→ **Provided passage**
- - -
Before upgrading your node, it is recommended you backup your staker files which are used to identify your node on the network. In the default installation, you can copy them by running following commands:

cp ~/.avalanchego/staking/staker.crt .
cp ~/.avalanchego/staking/staker.key .

Then download staker.crt and staker.key files and keep them somewhere safe and private. If anything happens to your node or the machine node runs on, these files can be used to fully recreate your node.

If you use your node for development purposes and have keystore users on your node, you should back up those too.

Node Installed Using the Installer Script

If you installed your node using the installer script, to upgrade your node, just run the installer script again.


It will detect that you already have AvalancheGo installed:

AvalancheGo installer
Preparing environment...
Found 64bit Intel/AMD architecture...
Found AvalancheGo systemd service already installed, switching to upgrade mode.
Stopping service...
- - -
→ **Record set**
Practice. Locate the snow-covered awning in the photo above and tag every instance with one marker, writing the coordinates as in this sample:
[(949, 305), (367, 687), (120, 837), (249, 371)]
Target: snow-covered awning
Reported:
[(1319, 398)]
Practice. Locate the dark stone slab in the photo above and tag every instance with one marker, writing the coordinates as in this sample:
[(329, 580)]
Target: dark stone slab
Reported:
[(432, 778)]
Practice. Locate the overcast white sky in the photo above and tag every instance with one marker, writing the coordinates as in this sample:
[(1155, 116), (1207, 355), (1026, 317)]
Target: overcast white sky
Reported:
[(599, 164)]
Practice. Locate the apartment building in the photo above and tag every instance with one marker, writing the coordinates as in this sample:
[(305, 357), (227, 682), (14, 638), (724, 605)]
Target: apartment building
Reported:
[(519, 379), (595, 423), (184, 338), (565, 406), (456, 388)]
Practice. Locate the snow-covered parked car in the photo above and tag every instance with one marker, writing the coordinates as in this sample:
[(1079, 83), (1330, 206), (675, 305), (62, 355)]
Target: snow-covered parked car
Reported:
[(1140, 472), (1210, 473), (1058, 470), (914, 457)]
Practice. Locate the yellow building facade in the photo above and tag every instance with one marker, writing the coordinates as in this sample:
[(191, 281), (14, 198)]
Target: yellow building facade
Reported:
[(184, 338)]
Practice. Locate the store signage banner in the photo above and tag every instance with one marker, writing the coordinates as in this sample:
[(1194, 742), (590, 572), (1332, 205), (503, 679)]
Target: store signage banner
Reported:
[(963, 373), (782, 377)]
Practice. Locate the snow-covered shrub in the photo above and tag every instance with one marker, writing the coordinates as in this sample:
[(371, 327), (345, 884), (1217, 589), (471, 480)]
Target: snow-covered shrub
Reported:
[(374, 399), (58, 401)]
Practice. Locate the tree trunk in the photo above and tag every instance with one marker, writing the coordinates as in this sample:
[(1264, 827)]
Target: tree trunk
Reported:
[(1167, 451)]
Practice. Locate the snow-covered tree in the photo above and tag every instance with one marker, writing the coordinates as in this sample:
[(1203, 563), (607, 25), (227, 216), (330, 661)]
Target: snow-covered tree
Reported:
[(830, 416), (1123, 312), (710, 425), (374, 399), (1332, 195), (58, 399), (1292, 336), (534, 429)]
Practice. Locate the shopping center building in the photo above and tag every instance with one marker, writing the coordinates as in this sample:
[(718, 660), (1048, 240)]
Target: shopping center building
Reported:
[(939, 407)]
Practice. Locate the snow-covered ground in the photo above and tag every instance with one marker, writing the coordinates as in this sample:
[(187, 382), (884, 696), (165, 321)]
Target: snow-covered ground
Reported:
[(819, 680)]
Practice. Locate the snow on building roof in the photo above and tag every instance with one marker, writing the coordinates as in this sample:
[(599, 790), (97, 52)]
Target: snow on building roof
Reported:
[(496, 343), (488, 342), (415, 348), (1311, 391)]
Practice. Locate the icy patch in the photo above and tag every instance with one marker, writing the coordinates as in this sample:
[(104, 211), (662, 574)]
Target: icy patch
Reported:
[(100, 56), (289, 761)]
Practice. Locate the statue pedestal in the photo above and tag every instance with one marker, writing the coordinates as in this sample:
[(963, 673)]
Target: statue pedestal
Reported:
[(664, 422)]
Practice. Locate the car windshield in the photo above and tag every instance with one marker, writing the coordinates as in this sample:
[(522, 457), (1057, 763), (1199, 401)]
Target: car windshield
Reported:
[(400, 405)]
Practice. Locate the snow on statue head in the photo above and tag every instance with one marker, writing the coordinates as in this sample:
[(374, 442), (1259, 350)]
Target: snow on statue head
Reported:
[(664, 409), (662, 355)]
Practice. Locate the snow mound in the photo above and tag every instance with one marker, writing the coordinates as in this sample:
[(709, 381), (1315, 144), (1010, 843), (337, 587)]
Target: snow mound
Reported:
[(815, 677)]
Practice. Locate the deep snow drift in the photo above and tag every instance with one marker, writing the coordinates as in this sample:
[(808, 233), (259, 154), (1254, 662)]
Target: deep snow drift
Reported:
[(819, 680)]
- - -
→ **Your objective**
Rewrite the node upgrade instructions starting with "Before upgrading your" and going on through "cp ~/.avalanchego/staking/staker.key .", with "staker files" replaced by "staking files". The accompanying data are not required.

→ **Exercise response**
Before upgrading your node, it is recommended you backup your staking files which are used to identify your node on the network. In the default installation, you can copy them by running following commands:

cp ~/.avalanchego/staking/staker.crt .
cp ~/.avalanchego/staking/staker.key .